SUPPLIED DATA

__________

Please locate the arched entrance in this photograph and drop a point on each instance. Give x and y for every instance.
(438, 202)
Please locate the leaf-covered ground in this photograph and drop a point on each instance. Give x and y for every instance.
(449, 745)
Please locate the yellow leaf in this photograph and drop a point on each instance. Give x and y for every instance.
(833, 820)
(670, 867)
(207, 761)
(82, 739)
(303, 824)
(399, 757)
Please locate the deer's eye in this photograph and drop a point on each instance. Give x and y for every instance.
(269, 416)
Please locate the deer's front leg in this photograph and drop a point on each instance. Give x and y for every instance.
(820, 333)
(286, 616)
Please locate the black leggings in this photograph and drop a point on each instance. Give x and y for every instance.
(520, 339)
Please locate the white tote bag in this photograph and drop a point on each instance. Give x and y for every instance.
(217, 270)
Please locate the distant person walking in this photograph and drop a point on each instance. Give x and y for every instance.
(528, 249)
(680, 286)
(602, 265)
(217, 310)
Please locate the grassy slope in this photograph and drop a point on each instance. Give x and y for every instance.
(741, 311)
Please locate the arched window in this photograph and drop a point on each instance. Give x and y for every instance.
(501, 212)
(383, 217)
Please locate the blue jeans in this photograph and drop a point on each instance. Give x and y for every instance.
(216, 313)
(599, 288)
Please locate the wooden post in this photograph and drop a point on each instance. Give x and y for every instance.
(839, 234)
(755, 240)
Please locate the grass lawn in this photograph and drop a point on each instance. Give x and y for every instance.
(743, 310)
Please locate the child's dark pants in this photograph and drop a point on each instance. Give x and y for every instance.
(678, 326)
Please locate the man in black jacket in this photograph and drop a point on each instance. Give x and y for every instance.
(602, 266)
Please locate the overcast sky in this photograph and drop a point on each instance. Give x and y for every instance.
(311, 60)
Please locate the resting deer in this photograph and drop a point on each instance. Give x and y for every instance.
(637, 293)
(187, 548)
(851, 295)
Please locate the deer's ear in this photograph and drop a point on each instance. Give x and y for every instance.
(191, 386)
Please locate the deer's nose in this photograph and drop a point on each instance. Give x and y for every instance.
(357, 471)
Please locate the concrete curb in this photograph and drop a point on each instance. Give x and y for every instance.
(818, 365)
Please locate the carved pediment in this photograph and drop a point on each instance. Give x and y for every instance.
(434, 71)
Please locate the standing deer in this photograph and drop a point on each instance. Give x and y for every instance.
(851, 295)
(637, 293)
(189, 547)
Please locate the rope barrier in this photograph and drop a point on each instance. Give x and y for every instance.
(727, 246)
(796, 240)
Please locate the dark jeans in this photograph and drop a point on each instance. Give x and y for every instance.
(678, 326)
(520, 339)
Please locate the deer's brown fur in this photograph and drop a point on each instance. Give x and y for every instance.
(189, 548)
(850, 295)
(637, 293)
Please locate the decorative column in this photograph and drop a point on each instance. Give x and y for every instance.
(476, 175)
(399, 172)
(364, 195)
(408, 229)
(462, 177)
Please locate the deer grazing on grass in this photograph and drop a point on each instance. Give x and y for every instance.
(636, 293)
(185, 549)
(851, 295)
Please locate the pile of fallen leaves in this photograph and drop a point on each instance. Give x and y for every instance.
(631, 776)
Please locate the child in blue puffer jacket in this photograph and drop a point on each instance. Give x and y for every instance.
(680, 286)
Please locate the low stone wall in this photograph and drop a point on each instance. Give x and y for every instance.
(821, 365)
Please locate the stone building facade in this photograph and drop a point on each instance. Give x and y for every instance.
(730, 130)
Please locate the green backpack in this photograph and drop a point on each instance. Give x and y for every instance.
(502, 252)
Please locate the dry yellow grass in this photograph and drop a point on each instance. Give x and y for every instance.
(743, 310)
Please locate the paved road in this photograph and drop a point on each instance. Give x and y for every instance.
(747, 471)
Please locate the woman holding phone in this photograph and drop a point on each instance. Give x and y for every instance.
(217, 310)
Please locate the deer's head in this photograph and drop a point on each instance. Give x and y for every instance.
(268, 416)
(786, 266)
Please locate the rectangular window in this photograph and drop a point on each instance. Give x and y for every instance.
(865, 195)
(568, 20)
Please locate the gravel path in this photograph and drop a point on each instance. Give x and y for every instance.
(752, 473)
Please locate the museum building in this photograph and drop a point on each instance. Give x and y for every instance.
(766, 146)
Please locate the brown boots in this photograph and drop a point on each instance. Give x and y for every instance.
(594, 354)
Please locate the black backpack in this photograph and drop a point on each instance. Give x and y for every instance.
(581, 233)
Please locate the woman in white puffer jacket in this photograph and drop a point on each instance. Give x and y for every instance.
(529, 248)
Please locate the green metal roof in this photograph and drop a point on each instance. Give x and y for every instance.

__________

WHAT IS ASKED
Write the entries again, exactly as they stand.

RESPONSE
Please locate the arched entrance in this photograph and drop a point on each instance. Give x and y for every instance.
(438, 202)
Please locate the leaf-covered ground in this photograph and drop a point on each instance. Give x and y for every instance.
(449, 745)
Please locate the yellow leaf in this photograph and drop a point on each instance. Give x and y for every instance.
(833, 820)
(670, 867)
(207, 761)
(82, 739)
(303, 824)
(399, 757)
Please locate the deer's eye in this photograph and drop a point on each instance. Give x and y for every instance.
(269, 416)
Please locate the deer's front leg in this photograph and drop a point on each instance. Give x and y for every instance.
(820, 333)
(286, 616)
Please locate the black leggings in this photograph and drop a point on each instance. Give x and y for every instance.
(520, 339)
Please locate the white tote bag in this photograph and drop a point on each instance. Give x and y for every instance.
(217, 270)
Please locate the distant person walking in this photograph and drop a point on each instance. Give x and y for every instance.
(528, 249)
(680, 286)
(602, 265)
(217, 310)
Please locate the grassy slope in this photograph and drop a point on each instance. Give x and y for every instance.
(741, 311)
Please locate the arched window in this photograph and drop a point on each instance. Give x and y for every instance.
(501, 212)
(383, 217)
Please locate the blue jeans in this photograph and drop a point on each instance. Give x and y for every instance.
(216, 313)
(599, 288)
Please locate the wooden post in this photograph and drop a point on each instance. Give x and y for every instance.
(839, 234)
(755, 240)
Please locate the grass lawn in this photograph and drop a point on each instance. Give x and y for every instance.
(743, 310)
Please locate the child's dark pants in this photograph and drop a point on each instance. Give x and y for every instance.
(678, 326)
Please locate the man in black jacket in this photograph and drop a point on each instance. Give x and y for every instance.
(602, 266)
Please locate the overcast sky in this photograph and drop a point on each instance. Give x and y for every instance.
(311, 60)
Please locate the resting deer in this photograph and drop a point on each instance. Give x and y for every instance.
(637, 293)
(187, 548)
(851, 295)
Please locate the deer's ear in this photograph and drop a point on each instance. Give x and y for every instance.
(191, 386)
Please locate the deer's nose in this photograph and drop a point on each instance. Give x and y for every instance.
(357, 471)
Please locate the concrete curb in this photograph and drop a point on each instance. Give x and y for every instance.
(818, 365)
Please locate the carved pediment in this photograph and drop a point on each instance. Give x and y for every instance.
(434, 71)
Please locate the standing deer in this photograph and drop a point on each instance. Give x and y for every instance.
(851, 295)
(637, 293)
(189, 547)
Please locate the rope barrier in this photograph and drop a point on each instance. Give x and y for every instance.
(727, 246)
(796, 240)
Please locate the dark jeans in this photograph and drop a point on each instance. Give x and y for every instance.
(678, 326)
(520, 339)
Please locate the deer's brown fur in this photograph and drop a point on each instance. Give x and y for every instance.
(189, 548)
(850, 295)
(637, 293)
Please locate the decorative column in this photograph and drop a point on each instance. Give x and y for every instance.
(476, 175)
(399, 172)
(364, 195)
(408, 229)
(462, 177)
Please locate the deer grazing on grass in this photograph and drop a point on each instance. Give x and y for every instance.
(636, 293)
(185, 549)
(851, 295)
Please locate the pile of fallen leaves in this photograph and drop a point on each instance. Give x and y for every instance.
(631, 776)
Please locate the child in blue puffer jacket in this photograph and drop a point on each instance. Give x and y for every instance.
(680, 286)
Please locate the low stone wall in this photograph and drop a point on each instance. Give x and y for every instance.
(821, 365)
Please locate the stone building facade in this photograph and drop a point on each instance. Give x and y for every instance.
(730, 130)
Please locate the green backpack in this photograph and drop a point on each instance. Give x and y for every instance.
(502, 252)
Please locate the dry yellow grass in this photograph and drop a point on each instance. Give x and y for every instance.
(743, 310)
Please locate the paved road in this photograph and drop a point on each instance. Give x and y for every instance.
(747, 471)
Please locate the woman holding phone in this photograph and drop a point on each instance. Give x and y for every instance.
(217, 310)
Please locate the deer's head in this photograph and drop a point on each instance. Give x and y for every instance.
(268, 416)
(786, 266)
Please locate the rectangular window in this photograph and drop a point on each instance. Give x and y for every instance.
(865, 195)
(568, 20)
Please locate the gravel path in this photograph and drop a point on each instance. Give x and y for every instance.
(752, 473)
Please locate the museum building in this photograph and drop a point on each instance. Give x and y for every instance.
(766, 146)
Please locate the brown boots in this photograph and drop a point on each instance. Give x and y for every instance.
(594, 354)
Please locate the black backpack in this photograph and drop a point on each instance. Give x and y for every instance.
(581, 233)
Please locate the woman in white puffer jacket in this photograph and drop a point on each instance. Give x and y for every instance.
(529, 248)
Please locate the green metal roof in this photograph and drop a point on each instance. Give x and y for every instance.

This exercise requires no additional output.